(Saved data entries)
================

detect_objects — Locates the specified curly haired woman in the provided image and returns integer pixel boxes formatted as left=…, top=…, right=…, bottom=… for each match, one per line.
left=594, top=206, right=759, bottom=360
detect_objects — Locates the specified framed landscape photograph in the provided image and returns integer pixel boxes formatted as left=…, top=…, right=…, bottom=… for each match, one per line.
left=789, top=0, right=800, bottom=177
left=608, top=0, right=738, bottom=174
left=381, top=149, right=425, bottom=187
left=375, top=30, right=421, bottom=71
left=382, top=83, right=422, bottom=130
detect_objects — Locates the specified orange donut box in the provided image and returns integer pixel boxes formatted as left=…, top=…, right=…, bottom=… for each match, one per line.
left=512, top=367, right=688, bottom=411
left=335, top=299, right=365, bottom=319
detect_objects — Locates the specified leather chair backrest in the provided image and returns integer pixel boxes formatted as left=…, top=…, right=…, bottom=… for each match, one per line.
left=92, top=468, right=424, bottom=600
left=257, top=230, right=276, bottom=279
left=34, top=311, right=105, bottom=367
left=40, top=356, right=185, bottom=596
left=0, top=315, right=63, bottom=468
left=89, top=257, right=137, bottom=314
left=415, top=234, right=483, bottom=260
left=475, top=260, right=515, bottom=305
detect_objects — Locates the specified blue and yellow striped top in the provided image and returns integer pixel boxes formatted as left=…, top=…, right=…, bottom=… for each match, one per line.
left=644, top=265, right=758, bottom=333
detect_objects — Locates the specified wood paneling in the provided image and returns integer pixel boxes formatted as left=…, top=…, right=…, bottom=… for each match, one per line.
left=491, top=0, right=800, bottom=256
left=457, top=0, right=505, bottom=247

================

Print every record above exactly as it appears.

[Answer area]
detect_objects — Locates the specified curly haired woman in the provided image and returns integer pixel boxes formatted as left=…, top=…, right=…, bottom=… for each match, one per line.
left=594, top=206, right=759, bottom=360
detect_objects — Locates the specified framed landscape photograph in the provided image and returns integer pixel boxes formatted as left=…, top=…, right=…, bottom=… for each match, one per line.
left=789, top=0, right=800, bottom=177
left=608, top=0, right=738, bottom=174
left=381, top=149, right=425, bottom=187
left=375, top=30, right=421, bottom=71
left=382, top=83, right=422, bottom=130
detect_objects — Locates the specified orange donut box in the provided image and returns integer pixel boxes formatted as left=…, top=…, right=…, bottom=… for each match, one per line.
left=512, top=367, right=688, bottom=411
left=335, top=299, right=365, bottom=319
detect_objects — Locates the specified leather chair backrest in the provided image and returns integer pixel boxes formatted as left=…, top=…, right=…, bottom=… for each match, one per line.
left=92, top=468, right=424, bottom=600
left=257, top=230, right=276, bottom=279
left=34, top=311, right=105, bottom=367
left=40, top=356, right=185, bottom=596
left=0, top=315, right=63, bottom=468
left=89, top=257, right=137, bottom=314
left=415, top=234, right=483, bottom=260
left=475, top=260, right=515, bottom=305
detect_objects — Locates the specified blue and yellow striped top in the provided image and returns integer pixel boxes formatted as left=…, top=…, right=…, bottom=… for each match, one per line.
left=644, top=265, right=758, bottom=333
detect_objects — Locates the specified wood paneling in the provided image and returns integer pixel boxes formatted as left=…, top=…, right=…, bottom=… for each match, one per line.
left=491, top=0, right=800, bottom=256
left=457, top=0, right=505, bottom=247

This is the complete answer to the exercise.